— start Data shown —

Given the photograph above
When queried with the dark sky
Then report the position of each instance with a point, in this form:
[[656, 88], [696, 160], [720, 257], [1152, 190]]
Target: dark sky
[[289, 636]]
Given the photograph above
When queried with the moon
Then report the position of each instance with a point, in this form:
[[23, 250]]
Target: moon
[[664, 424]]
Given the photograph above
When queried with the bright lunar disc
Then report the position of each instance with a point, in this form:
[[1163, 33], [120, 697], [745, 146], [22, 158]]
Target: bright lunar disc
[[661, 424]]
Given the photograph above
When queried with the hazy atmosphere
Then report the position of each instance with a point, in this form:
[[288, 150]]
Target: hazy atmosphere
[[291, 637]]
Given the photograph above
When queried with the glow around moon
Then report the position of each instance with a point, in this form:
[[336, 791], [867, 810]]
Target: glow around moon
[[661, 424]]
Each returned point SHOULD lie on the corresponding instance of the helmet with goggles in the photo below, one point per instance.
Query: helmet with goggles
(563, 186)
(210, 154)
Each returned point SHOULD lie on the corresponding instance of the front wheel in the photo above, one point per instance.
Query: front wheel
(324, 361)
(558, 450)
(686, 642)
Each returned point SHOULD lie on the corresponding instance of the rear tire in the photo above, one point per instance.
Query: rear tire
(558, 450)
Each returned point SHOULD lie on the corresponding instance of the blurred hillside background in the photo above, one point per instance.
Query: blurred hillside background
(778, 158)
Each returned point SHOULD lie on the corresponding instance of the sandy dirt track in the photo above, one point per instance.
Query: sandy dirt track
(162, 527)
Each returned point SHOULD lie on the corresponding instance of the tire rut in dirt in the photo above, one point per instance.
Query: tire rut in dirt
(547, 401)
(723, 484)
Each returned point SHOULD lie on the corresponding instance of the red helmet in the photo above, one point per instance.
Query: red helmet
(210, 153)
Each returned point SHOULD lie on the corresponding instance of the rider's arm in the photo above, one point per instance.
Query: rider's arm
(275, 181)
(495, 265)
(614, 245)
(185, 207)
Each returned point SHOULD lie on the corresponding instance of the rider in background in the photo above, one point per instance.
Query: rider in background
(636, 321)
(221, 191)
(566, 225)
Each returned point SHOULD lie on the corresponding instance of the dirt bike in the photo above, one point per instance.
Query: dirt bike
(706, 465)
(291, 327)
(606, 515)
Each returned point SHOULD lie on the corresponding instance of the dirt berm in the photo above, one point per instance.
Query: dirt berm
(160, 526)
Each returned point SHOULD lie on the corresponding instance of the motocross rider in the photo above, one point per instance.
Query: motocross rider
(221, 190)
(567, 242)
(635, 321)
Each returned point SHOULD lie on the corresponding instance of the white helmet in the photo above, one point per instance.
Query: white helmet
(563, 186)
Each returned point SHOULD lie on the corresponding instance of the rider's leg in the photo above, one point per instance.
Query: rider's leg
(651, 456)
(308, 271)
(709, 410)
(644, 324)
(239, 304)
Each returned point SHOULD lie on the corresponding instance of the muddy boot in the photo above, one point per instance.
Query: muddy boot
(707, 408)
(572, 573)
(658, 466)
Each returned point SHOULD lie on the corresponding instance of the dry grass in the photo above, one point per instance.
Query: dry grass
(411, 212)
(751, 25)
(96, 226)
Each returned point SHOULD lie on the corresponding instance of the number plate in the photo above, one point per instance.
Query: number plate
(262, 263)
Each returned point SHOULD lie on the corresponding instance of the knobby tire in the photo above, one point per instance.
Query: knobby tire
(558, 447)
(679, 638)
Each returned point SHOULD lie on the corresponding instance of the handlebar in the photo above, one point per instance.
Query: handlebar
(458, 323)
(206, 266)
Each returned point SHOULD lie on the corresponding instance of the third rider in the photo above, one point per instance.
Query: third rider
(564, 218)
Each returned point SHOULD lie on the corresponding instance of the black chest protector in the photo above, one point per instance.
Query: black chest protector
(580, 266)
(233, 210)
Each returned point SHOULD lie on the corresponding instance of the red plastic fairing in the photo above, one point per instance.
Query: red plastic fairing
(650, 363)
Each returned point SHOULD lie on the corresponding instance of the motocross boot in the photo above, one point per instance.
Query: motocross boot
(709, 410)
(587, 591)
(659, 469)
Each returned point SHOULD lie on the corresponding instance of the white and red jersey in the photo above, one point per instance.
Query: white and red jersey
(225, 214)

— end Data shown —

> [Task description]: Rewrite every row above, putting "leading wheel" in place of each occurrence of "front wheel" and leaving all other text untouched.

> [Exercise solution]:
Given the photograph above
When queried with the dark sky
Then report the position of each instance with a point, in this form:
[[656, 88], [696, 160], [720, 257], [1152, 190]]
Target: dark sky
[[289, 636]]
Given the photograph above
When queried with the moon
Then report the position of each instance with a point, in this form:
[[23, 250]]
Target: moon
[[664, 424]]
Given the photograph above
When queried with the bright lunar disc
Then report the position of each instance with a point, in this form:
[[1163, 33], [120, 697], [745, 146], [22, 158]]
Target: bright lunar disc
[[661, 424]]
Given the photograph above
When queried with the hazy atmosphere
Then report the position of each instance with a point, in this form:
[[288, 150]]
Target: hazy atmosphere
[[291, 637]]
Given the photograph above
When queried with the glow around moon
Then report the position of each instance with a point, in this form:
[[336, 791], [867, 810]]
Target: glow around moon
[[661, 424]]
Each returned point SHOULD lie on the corresponding instance of the helmet with goggles in the photo below, one point per instance.
Query: helmet with goggles
(563, 186)
(210, 154)
Each returned point SHOULD lie on the corresponding instance of the leading wheel in the photo above, one point per instance.
Query: leading wheel
(324, 361)
(558, 450)
(686, 642)
Each returned point SHOULD lie on the corresponding instance of the rear tire in the photo above, one point per instance.
Query: rear tire
(558, 450)
Each returned point SHOULD lie on the corresponding instance of the blurred hillside background in the photo above, one point per instance.
Query: blurred hillside background
(778, 158)
Each returned point SHOULD lie on the corresponding instance of the sandy dirt track in the photo above, one point per instance.
Query: sandy dirt track
(162, 527)
Each returned point SHOULD lie on the corresponding instance of the tire rut in dirt in the photo above, one point per instance.
Query: tire rut in dirt
(547, 401)
(723, 484)
Each returned point SHOULD lie on the corresponding instance of the red helmet in the photo above, one point per instance.
Query: red helmet
(210, 153)
Each returned point SHOULD lie on the corresponding instance of the rider's arm in the photo above, one point per instance.
Query: rider's arm
(275, 181)
(495, 265)
(614, 245)
(185, 207)
Each returned point SHOULD lie on the corresponding instance of the rider in background in the photo above, one point per instance.
Query: rider in background
(636, 321)
(221, 191)
(566, 225)
Each returned point SHOULD lie on the corresponding instance of the dirt bike in the photo above, one point per instance.
Query: dirt bike
(706, 465)
(291, 327)
(606, 515)
Each returned point SHOULD lie on the corresponding instance of the dirt berm in the photo above, one point per instance.
Query: dirt berm
(160, 526)
Each returned point SHOULD lie on the corresponding instance of the motocross rider in the photo above, one point per instance.
Query: motocross rider
(221, 190)
(567, 242)
(635, 321)
Each returned point SHOULD lie on the corresponding instance of the white helmet in the photo above, one point per instance.
Query: white helmet
(563, 186)
Each returned point SHOULD lie on the corresponding instance of the rider's leg in the photo above, one point per instance.
Query: rider's leg
(651, 456)
(308, 271)
(709, 410)
(644, 324)
(239, 304)
Each returned point SHOULD lie on the corresponding instance of the muddy boot in the photo above, one point per instance.
Query: muddy boot
(707, 408)
(572, 573)
(658, 466)
Each returned point SHOULD lie on the corresponding instance of the dry grass in the photo above, one point per instance.
Query: dry grass
(411, 212)
(751, 25)
(96, 226)
Each returned point SHOULD lie on the corresponding instance of the number plate in the photo above, one point per instance.
Query: number plate
(262, 263)
Each returned point SHOULD lie on the corresponding instance of the knobby tire in the photo above, one point per instance.
Query: knobby tire
(558, 447)
(679, 638)
Each returned point SHOULD lie on the corresponding instance of the handlebar in the photo above, one point per instance.
Query: handlebar
(458, 323)
(206, 266)
Each returned point SHOULD lie on the corresponding instance of the third rider in the photo above, one point per instance.
Query: third rider
(564, 218)
Each returned point SHOULD lie on the corresponding instance of the black chest protector in the photo above, one point per instance.
Query: black chest protector
(580, 266)
(233, 210)
Each returned point SHOULD lie on the corresponding instance of the red plastic fairing in the photo above, one point per instance.
Query: red plastic fairing
(650, 363)
Each returned point SHOULD lie on the corresponding instance of the motocross boot in the photo above, one point per instance.
Query: motocross boot
(709, 410)
(587, 591)
(659, 469)
Each returned point SHOULD lie on the corresponding instance of the white and red jersey in the photo above, one point per instance.
Query: white and red jersey
(225, 214)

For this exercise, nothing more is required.